Stored items from a collection
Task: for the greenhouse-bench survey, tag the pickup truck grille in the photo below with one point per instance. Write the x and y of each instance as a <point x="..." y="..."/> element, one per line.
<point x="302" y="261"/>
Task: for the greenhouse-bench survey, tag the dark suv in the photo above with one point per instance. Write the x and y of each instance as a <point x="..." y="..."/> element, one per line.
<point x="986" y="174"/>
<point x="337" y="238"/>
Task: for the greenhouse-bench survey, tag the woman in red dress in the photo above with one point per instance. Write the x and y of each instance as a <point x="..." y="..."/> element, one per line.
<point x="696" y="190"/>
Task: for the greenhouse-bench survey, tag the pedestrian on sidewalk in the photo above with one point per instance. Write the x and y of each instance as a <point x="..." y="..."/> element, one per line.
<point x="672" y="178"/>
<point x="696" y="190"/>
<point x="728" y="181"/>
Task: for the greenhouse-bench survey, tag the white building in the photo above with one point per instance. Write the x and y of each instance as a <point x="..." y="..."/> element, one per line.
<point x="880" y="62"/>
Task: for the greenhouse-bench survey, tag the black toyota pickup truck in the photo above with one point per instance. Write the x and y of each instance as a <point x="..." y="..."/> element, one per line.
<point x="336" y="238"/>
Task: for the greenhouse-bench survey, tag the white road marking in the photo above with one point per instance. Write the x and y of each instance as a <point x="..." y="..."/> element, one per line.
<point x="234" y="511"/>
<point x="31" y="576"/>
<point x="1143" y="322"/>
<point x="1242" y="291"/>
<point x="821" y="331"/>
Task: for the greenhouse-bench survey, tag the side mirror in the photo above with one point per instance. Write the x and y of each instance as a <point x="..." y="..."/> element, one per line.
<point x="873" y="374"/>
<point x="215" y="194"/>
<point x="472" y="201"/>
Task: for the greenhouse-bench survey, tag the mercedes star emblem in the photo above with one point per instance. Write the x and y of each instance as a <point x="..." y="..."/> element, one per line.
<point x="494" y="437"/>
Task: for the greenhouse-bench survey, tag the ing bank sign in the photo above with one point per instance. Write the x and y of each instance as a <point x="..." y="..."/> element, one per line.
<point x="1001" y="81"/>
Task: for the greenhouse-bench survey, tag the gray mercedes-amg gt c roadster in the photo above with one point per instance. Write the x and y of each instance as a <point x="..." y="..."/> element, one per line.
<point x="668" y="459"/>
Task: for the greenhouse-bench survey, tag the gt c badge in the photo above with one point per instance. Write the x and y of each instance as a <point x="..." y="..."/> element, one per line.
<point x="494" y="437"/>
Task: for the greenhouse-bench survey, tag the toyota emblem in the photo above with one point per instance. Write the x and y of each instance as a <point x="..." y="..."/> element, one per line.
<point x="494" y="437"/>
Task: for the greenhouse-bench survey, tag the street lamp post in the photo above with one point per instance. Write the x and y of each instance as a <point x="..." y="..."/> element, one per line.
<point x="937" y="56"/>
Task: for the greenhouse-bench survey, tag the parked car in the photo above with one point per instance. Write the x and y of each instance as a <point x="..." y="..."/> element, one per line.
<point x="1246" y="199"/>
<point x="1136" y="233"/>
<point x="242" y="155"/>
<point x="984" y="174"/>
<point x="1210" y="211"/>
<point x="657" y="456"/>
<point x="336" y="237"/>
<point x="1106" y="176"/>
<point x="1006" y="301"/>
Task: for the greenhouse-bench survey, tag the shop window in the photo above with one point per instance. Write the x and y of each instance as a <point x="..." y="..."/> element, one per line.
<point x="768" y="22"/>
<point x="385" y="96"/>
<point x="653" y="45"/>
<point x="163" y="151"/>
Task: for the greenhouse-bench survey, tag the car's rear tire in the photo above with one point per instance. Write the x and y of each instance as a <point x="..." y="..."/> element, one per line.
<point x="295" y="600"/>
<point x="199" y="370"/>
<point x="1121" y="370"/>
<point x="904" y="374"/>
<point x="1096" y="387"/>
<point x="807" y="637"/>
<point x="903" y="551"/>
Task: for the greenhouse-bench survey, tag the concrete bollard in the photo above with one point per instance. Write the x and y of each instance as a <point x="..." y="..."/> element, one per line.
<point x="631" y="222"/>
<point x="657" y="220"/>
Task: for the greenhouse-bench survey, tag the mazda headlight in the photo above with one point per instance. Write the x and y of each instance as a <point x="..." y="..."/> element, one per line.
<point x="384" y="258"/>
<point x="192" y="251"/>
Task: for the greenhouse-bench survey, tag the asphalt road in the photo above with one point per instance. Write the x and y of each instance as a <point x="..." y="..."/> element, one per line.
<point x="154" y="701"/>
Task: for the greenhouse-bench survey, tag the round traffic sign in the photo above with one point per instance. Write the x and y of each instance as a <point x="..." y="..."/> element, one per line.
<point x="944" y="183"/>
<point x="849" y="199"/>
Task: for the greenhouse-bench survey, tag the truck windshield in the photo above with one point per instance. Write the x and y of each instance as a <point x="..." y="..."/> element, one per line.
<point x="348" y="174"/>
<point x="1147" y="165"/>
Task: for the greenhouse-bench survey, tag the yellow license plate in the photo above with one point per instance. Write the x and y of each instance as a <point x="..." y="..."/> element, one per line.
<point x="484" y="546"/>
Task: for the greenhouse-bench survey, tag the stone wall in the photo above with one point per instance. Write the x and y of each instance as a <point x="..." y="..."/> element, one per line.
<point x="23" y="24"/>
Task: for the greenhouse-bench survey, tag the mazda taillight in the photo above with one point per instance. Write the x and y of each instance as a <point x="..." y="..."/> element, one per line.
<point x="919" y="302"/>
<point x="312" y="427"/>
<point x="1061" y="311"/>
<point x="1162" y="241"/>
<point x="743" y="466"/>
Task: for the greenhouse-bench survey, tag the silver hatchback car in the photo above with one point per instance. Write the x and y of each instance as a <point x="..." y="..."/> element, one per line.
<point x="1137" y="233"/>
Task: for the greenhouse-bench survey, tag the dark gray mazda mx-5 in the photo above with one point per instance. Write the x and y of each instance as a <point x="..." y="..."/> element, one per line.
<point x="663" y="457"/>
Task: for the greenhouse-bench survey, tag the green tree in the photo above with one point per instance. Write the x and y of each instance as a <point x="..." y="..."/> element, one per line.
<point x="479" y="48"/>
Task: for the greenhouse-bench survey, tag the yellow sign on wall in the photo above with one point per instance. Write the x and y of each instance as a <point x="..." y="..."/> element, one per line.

* **ACTIVITY**:
Each record above is to be restated word for word.

* **FINISHED EXERCISE**:
Task: for the greenhouse-bench survey, tag the pickup truck grille in the photo below with one point per instance. Write the x and y of each instance as a <point x="..." y="..."/> element, one per line.
<point x="302" y="261"/>
Task: for the greenhouse-bench survey, tag the dark suv in the photo above with one point per instance. Write the x and y of each instance as a <point x="..." y="..."/> element, one per line.
<point x="986" y="174"/>
<point x="337" y="238"/>
Task: for the greenhouse-bench survey, tag the woman in red dress in the photo above with one point per instance. Write the x and y of each instance as a <point x="..." y="..."/> element, one per line.
<point x="696" y="190"/>
Task: for the greenhouse-bench survey, tag the pedestrian on sidewalk in the photo above with one point per instance. Write the x and y of each instance as a <point x="..." y="..."/> element, one per line.
<point x="672" y="178"/>
<point x="696" y="190"/>
<point x="728" y="181"/>
Task: for the greenhouse-bench survey, tag the white building in the photo above with one point per instance. Write the x and y of each instance as a <point x="..." y="..."/> element, one per line.
<point x="880" y="62"/>
Task: for the greenhouse-bench survey, tag the black toyota pickup truck in the photo above with one point per instance. Write the x and y of each instance as a <point x="..." y="..."/> element, one per line.
<point x="336" y="238"/>
Task: for the greenhouse-bench survey, tag the white road marking in the photo above with one point per instance. Write the x and y of each instance as a <point x="..." y="..."/> element, one per line.
<point x="234" y="511"/>
<point x="31" y="576"/>
<point x="1143" y="322"/>
<point x="1242" y="291"/>
<point x="821" y="331"/>
Task: for the greenhouse-bench survey, tag the side mirror in the photo above with one point per instance. Write the x and y of each instance as a <point x="..." y="..."/> element, one per line.
<point x="873" y="374"/>
<point x="215" y="194"/>
<point x="472" y="201"/>
Task: for the greenhouse-bench survey, tag the mercedes star emblem in the photo above with one point per instance. Write the x and y of each instance as a <point x="..." y="..."/> element, one per line.
<point x="494" y="437"/>
Task: for the greenhouse-bench survey, tag the ing bank sign in the photo above with one point per instance. Write the x and y of each instance as a <point x="..." y="..."/> element, one per line.
<point x="1001" y="81"/>
Task: for the greenhouse-bench survey, tag the gray mercedes-amg gt c roadster in the photo above with one point per instance. Write the x and y of each instance as a <point x="..." y="..."/> element, one per line.
<point x="668" y="459"/>
Task: for the greenhouse-bench survey, tag the gt c badge in the photo above with one point per instance. Write the x and y of each instance as a <point x="..." y="..."/> element, one per line.
<point x="494" y="437"/>
Task: for the greenhouse-bench survey, tag the toyota emblem in the photo above with one point per instance. Write the x and y of each instance as a <point x="..." y="..."/> element, one per line.
<point x="494" y="437"/>
Task: for the greenhouse-bench survey, tag the street lamp post in the photo above with one point per instance. Write the x and y of each instance as a <point x="..." y="..."/> element, one per line.
<point x="937" y="56"/>
Task: for the greenhouse-bench survey, tag the parked car in the photo above with one point per instance. Write the x and y of each instance as a <point x="..." y="..."/> element, one per line.
<point x="1246" y="199"/>
<point x="1136" y="233"/>
<point x="242" y="155"/>
<point x="984" y="174"/>
<point x="1210" y="211"/>
<point x="657" y="456"/>
<point x="336" y="237"/>
<point x="1106" y="176"/>
<point x="1006" y="301"/>
Task: for the greenhouse-bench survey, tag the shop window in the photo above with one point per instance. Write the x and y of each instance as a <point x="..." y="..."/> element, one per line.
<point x="768" y="22"/>
<point x="385" y="96"/>
<point x="653" y="45"/>
<point x="163" y="151"/>
Task: for the greenhouse-bench survey, tag the car's rear tire in the photo above with one point per instance. Write the x and y of each instance as a <point x="..." y="..."/> element, one per line.
<point x="295" y="600"/>
<point x="199" y="370"/>
<point x="1121" y="370"/>
<point x="904" y="374"/>
<point x="1096" y="387"/>
<point x="807" y="637"/>
<point x="903" y="551"/>
Task: for the greenhouse-bench survey, tag the concrete bollard in the photo above with one point per instance. Write the x and y of each instance as a <point x="..." y="..."/> element, one per line.
<point x="631" y="222"/>
<point x="657" y="220"/>
Task: for the greenhouse-bench survey, tag the mazda headlight in the photo above with one point per instance. Write the x and y of each instance as a <point x="..." y="..."/> element, one per line.
<point x="384" y="258"/>
<point x="192" y="251"/>
Task: for the greenhouse-bench survey, tag the asphalt road in the photo above with one point per instance. Write the x and y of each instance as a <point x="..." y="..."/> element, one per line.
<point x="154" y="701"/>
Task: for the greenhouse-bench survey, tag the round traffic sign in the photo above with one point per instance. Write the x and y of each instance as a <point x="..." y="..."/> element, one per line.
<point x="944" y="183"/>
<point x="849" y="199"/>
Task: for the greenhouse-bench survey, tag the truck windshield in the photo above with one point per instance. Write the x and y of each instance as a <point x="..." y="..."/> element, one per line.
<point x="348" y="174"/>
<point x="1147" y="165"/>
Task: for the greenhouse-bench survey, tag the yellow license plate in the photo above with one point per instance. Write the x and y of each instance as a <point x="..." y="..."/> element, one per line.
<point x="484" y="546"/>
Task: for the greenhouse-bench survey, tag the stone wall in the photo above with one point per instance. Write the x and y of each instance as a <point x="..." y="..."/> element, one per line.
<point x="23" y="24"/>
Task: for the greenhouse-bench survey, tag the mazda taillight in the photo above with one point per instance. Write the x and y of each instance as a <point x="..." y="..."/> element, one per line.
<point x="919" y="302"/>
<point x="312" y="427"/>
<point x="1061" y="311"/>
<point x="1162" y="241"/>
<point x="743" y="466"/>
Task: for the greenhouse-bench survey, tag the silver hatchback car in the photo above with one point per instance. Write the x and y of each instance as a <point x="..." y="..."/> element, one per line.
<point x="1137" y="233"/>
Task: for the greenhouse-bench survey, tag the dark gray mazda mx-5 in the photo above with one point per instance. Write the x and y of each instance as a <point x="..." y="..."/> element, one per line.
<point x="663" y="457"/>
Task: for the greenhouse-bench survey, tag the green tree in the photo above with one point per instance. Write the x and y of each instance as a <point x="..." y="..."/> element, one per line.
<point x="479" y="48"/>
Task: for the greenhouse-bench survey, tag the yellow sign on wall in the photo above with one point per instance. Write the x and y of each instance as a <point x="..." y="..."/> element, one per line.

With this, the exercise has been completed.